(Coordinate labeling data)
+ + + +

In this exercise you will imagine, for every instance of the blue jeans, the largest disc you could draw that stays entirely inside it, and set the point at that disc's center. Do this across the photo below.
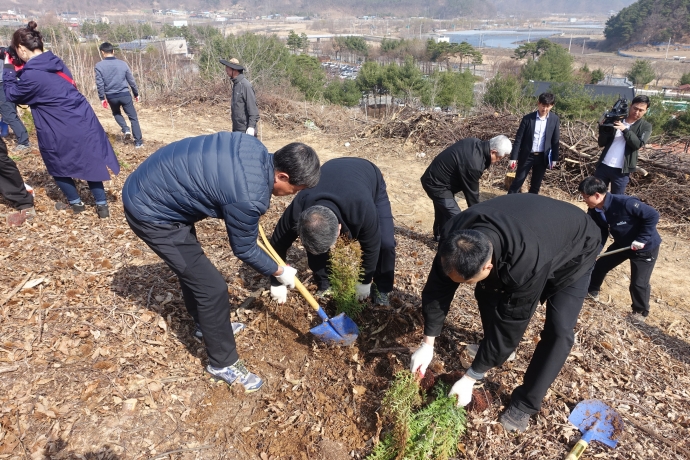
(69, 188)
(9, 115)
(613, 176)
(125, 103)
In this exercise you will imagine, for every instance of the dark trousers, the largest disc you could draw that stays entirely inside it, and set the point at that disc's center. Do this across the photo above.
(557, 338)
(11, 182)
(204, 289)
(537, 163)
(125, 103)
(69, 189)
(445, 207)
(384, 276)
(613, 176)
(8, 110)
(641, 267)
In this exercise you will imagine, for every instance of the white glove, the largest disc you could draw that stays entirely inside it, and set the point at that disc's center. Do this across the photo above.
(463, 389)
(421, 359)
(288, 276)
(636, 246)
(363, 291)
(279, 293)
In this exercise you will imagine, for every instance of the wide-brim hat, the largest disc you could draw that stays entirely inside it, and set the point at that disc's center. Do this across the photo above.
(232, 63)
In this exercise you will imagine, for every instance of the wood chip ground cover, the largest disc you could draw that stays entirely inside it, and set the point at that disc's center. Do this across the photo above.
(97, 358)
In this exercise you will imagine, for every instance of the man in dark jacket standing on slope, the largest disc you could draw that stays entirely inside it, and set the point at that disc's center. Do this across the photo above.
(350, 200)
(519, 250)
(245, 112)
(459, 168)
(113, 81)
(536, 145)
(229, 176)
(621, 143)
(632, 224)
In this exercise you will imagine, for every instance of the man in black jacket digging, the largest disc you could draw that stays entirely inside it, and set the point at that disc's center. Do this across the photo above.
(519, 250)
(459, 168)
(350, 199)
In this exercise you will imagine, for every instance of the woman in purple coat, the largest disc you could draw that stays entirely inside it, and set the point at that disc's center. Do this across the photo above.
(71, 140)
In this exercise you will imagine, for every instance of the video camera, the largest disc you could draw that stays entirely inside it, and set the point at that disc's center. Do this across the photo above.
(618, 112)
(5, 50)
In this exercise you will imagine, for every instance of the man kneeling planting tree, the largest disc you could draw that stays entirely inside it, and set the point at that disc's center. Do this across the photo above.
(349, 200)
(519, 250)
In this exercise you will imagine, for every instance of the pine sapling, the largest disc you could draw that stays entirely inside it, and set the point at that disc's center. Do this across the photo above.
(345, 271)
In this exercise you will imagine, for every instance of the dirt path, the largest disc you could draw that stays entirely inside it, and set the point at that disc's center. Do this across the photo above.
(97, 361)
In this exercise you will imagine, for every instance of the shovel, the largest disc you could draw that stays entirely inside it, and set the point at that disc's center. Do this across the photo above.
(340, 330)
(598, 422)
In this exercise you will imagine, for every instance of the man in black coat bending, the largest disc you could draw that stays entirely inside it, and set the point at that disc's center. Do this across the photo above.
(350, 199)
(458, 169)
(520, 250)
(536, 145)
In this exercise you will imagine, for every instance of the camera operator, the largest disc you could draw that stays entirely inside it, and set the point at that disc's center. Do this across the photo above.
(621, 143)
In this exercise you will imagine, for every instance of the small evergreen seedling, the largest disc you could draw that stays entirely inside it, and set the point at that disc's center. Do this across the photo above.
(430, 432)
(345, 270)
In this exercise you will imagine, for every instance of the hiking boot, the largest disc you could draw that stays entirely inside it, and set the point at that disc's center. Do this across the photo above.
(323, 293)
(236, 372)
(22, 148)
(76, 208)
(17, 218)
(236, 329)
(103, 211)
(472, 349)
(381, 298)
(638, 317)
(513, 419)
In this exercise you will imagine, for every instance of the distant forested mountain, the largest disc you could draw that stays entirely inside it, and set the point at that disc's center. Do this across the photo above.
(649, 21)
(440, 9)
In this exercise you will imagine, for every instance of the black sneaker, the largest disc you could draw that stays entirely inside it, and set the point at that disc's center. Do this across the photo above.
(103, 211)
(76, 208)
(513, 419)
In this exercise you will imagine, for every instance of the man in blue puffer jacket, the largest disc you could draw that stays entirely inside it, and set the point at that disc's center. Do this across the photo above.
(229, 176)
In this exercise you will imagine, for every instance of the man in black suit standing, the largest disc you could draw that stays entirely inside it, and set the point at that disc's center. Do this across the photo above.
(536, 145)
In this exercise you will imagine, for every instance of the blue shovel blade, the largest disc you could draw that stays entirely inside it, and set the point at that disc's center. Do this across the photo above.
(597, 422)
(340, 330)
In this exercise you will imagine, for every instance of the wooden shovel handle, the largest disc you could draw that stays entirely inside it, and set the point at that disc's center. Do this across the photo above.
(268, 249)
(577, 450)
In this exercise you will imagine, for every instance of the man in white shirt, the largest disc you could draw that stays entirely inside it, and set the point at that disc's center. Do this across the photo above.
(536, 145)
(621, 143)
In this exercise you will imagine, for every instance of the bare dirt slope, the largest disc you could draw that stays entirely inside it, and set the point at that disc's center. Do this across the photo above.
(96, 358)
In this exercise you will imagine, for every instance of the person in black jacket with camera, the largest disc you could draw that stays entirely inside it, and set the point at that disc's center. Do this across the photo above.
(621, 143)
(458, 169)
(632, 224)
(519, 250)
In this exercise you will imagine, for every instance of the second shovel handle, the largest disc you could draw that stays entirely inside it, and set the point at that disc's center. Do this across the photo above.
(298, 284)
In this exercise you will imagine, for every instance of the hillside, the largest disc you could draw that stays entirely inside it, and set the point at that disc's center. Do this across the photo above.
(649, 21)
(97, 361)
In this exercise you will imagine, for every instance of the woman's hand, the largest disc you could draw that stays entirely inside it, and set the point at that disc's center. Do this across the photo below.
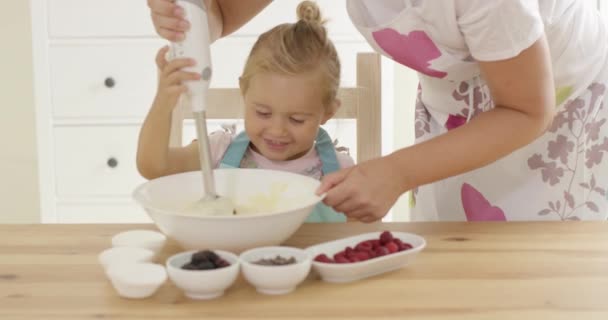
(168, 19)
(365, 192)
(171, 78)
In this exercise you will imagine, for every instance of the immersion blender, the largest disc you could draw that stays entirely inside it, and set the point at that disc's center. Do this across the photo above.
(196, 45)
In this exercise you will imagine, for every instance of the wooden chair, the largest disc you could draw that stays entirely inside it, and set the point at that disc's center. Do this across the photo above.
(361, 103)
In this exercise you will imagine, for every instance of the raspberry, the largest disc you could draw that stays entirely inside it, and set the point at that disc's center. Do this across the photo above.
(402, 245)
(354, 259)
(323, 258)
(362, 255)
(375, 243)
(381, 251)
(386, 237)
(364, 246)
(341, 259)
(392, 247)
(340, 254)
(405, 246)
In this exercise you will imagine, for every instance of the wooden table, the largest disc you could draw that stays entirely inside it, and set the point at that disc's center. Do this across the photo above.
(532, 270)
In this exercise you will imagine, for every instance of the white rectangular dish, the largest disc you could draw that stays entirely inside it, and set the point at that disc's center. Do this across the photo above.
(347, 272)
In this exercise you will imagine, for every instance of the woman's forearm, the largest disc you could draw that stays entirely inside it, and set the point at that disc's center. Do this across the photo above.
(487, 138)
(228, 16)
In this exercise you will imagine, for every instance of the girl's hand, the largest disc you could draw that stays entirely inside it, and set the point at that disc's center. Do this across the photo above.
(171, 77)
(365, 192)
(168, 19)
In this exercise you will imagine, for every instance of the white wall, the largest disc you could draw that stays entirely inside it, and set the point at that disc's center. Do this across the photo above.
(18, 167)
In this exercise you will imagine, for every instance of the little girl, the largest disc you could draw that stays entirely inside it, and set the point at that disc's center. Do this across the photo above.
(289, 86)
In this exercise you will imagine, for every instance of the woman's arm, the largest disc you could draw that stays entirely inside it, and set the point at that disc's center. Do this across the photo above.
(523, 92)
(225, 16)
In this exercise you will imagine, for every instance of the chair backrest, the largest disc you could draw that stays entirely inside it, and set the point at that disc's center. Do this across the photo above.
(362, 103)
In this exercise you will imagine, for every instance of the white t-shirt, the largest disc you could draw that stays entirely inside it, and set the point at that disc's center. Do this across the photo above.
(562, 175)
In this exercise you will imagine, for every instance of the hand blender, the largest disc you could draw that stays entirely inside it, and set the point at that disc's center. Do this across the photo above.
(196, 46)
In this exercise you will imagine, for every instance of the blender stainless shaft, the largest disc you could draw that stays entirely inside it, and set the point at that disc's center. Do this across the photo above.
(205, 155)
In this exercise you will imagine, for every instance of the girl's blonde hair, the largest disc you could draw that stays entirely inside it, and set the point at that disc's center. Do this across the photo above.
(296, 48)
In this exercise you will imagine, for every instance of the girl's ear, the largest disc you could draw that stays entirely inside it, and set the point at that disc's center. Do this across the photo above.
(331, 110)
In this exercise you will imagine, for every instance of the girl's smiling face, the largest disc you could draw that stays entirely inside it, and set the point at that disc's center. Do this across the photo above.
(283, 113)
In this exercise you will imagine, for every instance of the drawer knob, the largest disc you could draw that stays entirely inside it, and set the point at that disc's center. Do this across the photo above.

+ + + +

## [YOUR TASK]
Please print the lines of the records from the line with "the girl's smiling" up to and including the last line of the records.

## [ANSWER FOR THIS EXERCISE]
In this exercise you will imagine, for every instance of the girl's smiling face, the largest disc you could draw that stays entirely inside it, and set the point at that disc's center. Do this across the photo above.
(283, 113)
In this exercise you will imagine, for every instance of the drawer knob, the largest disc you could draw that stays entirely inside it, and set the point at that disc's center. Do this across the photo above.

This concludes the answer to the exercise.